The exercise ->
Report every line of the data that contains the string "beige", matching case exactly.

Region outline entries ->
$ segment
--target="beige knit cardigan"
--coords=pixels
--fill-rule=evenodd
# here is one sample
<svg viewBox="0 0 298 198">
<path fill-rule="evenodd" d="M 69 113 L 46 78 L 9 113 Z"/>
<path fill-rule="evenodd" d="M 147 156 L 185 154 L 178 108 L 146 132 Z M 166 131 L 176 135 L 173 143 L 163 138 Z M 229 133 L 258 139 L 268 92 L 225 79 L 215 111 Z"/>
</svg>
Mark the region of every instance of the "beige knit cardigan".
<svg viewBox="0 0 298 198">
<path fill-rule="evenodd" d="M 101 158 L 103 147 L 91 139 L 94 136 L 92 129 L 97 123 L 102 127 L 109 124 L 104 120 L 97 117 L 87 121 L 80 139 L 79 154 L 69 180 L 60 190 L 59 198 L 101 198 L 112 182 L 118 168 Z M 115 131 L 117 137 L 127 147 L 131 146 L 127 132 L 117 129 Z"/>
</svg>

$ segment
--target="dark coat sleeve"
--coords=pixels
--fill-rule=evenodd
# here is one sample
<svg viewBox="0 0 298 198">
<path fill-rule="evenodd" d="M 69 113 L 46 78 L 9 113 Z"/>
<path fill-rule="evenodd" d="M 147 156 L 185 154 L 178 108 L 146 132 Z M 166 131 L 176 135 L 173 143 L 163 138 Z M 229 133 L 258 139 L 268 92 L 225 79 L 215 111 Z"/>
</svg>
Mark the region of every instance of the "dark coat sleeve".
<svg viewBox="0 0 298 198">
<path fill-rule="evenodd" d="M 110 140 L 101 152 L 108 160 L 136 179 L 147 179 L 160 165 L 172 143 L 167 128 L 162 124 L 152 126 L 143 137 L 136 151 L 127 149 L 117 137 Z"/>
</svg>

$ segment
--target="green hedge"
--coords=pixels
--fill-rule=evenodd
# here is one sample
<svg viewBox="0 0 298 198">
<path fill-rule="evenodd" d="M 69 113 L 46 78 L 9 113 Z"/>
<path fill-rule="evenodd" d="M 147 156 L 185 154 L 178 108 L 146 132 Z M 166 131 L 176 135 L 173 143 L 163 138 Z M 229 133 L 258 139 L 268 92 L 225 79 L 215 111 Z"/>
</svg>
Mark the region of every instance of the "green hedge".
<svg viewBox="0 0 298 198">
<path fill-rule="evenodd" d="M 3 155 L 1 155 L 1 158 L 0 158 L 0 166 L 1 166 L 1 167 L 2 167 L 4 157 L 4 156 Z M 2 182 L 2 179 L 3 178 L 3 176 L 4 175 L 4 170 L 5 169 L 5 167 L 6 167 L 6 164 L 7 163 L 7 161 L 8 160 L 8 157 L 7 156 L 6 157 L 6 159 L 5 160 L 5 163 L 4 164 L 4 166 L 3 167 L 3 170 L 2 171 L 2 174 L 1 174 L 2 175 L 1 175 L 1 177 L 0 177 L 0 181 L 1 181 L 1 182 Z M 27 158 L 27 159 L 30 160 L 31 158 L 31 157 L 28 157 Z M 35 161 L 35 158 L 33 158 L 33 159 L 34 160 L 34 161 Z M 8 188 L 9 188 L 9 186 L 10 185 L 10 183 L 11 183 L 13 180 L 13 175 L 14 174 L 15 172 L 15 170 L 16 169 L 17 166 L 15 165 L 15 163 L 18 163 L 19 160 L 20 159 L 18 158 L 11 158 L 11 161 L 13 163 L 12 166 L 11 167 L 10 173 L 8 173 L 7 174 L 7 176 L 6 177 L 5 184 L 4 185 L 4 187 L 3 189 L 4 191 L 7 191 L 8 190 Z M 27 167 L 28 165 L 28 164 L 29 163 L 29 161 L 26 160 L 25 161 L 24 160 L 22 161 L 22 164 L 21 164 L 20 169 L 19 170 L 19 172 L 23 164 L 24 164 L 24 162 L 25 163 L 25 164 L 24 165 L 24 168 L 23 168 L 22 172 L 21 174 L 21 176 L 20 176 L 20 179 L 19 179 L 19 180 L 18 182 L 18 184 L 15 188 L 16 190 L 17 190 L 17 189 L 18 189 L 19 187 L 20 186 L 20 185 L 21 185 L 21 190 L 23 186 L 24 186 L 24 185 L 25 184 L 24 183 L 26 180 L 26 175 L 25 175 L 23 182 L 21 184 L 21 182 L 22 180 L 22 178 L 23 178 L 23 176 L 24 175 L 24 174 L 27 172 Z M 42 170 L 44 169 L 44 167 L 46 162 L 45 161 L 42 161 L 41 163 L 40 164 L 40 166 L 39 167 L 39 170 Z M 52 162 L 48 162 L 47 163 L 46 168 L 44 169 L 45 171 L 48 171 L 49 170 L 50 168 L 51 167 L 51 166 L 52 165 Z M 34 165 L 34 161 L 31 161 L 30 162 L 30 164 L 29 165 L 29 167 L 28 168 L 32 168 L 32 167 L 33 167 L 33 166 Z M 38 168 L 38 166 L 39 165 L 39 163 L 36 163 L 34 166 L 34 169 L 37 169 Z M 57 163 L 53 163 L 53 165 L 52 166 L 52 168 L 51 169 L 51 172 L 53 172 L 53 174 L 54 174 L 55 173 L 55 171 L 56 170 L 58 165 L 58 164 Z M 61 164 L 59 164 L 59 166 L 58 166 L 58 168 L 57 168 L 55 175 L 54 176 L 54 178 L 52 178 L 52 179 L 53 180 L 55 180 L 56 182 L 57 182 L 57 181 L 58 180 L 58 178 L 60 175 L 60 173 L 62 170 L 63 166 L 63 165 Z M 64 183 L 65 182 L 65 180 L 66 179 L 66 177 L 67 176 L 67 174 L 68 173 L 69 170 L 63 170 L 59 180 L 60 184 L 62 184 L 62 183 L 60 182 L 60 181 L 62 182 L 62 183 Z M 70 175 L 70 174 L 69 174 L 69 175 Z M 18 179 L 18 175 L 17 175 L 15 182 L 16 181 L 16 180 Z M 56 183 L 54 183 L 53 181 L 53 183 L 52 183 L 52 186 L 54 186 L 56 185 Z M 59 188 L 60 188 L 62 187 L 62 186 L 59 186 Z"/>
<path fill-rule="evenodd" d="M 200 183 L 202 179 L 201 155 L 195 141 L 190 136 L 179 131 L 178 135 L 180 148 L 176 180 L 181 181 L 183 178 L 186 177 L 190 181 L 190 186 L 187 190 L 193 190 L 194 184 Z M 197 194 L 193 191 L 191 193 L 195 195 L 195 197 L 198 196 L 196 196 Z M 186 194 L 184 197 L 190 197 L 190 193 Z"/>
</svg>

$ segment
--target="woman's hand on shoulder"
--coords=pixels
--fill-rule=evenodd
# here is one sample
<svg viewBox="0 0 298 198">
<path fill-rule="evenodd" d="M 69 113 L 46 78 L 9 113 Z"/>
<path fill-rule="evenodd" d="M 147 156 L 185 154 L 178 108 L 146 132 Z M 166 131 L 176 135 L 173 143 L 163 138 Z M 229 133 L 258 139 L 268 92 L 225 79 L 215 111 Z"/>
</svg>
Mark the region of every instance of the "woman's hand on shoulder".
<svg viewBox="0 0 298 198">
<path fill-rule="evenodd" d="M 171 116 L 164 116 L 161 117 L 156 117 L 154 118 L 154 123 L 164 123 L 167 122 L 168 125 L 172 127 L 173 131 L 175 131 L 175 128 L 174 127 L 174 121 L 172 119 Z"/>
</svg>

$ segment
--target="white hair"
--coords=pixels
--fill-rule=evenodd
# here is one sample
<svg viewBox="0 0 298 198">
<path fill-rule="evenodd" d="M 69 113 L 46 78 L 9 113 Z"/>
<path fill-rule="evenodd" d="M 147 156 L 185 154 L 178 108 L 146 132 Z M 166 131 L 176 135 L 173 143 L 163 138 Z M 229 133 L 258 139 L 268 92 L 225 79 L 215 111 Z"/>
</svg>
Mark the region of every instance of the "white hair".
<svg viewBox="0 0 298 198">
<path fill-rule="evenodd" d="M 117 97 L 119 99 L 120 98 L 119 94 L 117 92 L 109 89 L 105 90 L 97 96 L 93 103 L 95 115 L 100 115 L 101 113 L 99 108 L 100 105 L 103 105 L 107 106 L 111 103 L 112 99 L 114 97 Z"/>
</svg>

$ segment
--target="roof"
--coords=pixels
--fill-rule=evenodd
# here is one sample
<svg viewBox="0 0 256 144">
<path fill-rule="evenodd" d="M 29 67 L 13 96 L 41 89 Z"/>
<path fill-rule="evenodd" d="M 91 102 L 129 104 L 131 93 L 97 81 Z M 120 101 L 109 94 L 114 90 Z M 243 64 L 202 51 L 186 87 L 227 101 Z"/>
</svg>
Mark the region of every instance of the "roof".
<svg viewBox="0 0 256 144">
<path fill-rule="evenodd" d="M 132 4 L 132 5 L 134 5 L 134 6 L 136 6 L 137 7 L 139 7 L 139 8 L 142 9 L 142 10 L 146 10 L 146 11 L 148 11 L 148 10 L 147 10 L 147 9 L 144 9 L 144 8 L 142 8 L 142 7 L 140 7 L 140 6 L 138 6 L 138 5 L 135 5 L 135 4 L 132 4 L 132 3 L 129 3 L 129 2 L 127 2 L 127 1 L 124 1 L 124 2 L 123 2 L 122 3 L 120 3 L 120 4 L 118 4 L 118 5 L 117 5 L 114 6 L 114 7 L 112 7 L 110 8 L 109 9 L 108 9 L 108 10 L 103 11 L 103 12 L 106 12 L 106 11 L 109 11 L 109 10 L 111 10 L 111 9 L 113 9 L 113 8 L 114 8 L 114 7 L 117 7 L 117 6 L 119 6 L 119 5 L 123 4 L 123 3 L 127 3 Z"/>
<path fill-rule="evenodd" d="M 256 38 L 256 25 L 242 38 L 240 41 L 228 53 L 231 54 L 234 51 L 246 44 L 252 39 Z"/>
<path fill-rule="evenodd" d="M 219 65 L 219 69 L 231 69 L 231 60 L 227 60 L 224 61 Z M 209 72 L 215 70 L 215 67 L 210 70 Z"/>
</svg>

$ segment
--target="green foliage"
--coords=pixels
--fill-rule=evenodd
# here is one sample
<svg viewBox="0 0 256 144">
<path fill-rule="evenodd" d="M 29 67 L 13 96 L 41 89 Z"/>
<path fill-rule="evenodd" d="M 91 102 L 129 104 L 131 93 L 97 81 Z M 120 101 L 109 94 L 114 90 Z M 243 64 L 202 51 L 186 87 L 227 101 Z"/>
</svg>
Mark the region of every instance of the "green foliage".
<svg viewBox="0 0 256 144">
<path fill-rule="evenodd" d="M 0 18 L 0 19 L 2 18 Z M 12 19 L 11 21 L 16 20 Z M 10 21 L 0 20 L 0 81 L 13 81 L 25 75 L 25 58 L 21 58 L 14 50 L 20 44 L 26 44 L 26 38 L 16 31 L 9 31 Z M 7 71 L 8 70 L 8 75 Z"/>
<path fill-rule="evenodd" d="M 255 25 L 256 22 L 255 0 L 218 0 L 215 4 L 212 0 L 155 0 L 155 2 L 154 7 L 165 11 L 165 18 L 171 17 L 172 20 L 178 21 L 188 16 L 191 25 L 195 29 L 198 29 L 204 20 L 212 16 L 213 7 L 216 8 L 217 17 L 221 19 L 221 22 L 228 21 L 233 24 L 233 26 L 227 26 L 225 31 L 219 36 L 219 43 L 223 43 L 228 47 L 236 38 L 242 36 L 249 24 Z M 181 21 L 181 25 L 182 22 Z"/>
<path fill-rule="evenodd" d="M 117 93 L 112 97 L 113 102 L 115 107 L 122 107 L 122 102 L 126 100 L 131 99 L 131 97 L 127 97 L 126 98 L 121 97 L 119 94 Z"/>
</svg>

Response to this task ->
--target="beige knit cardigan"
Mark the region of every instance of the "beige knit cardigan".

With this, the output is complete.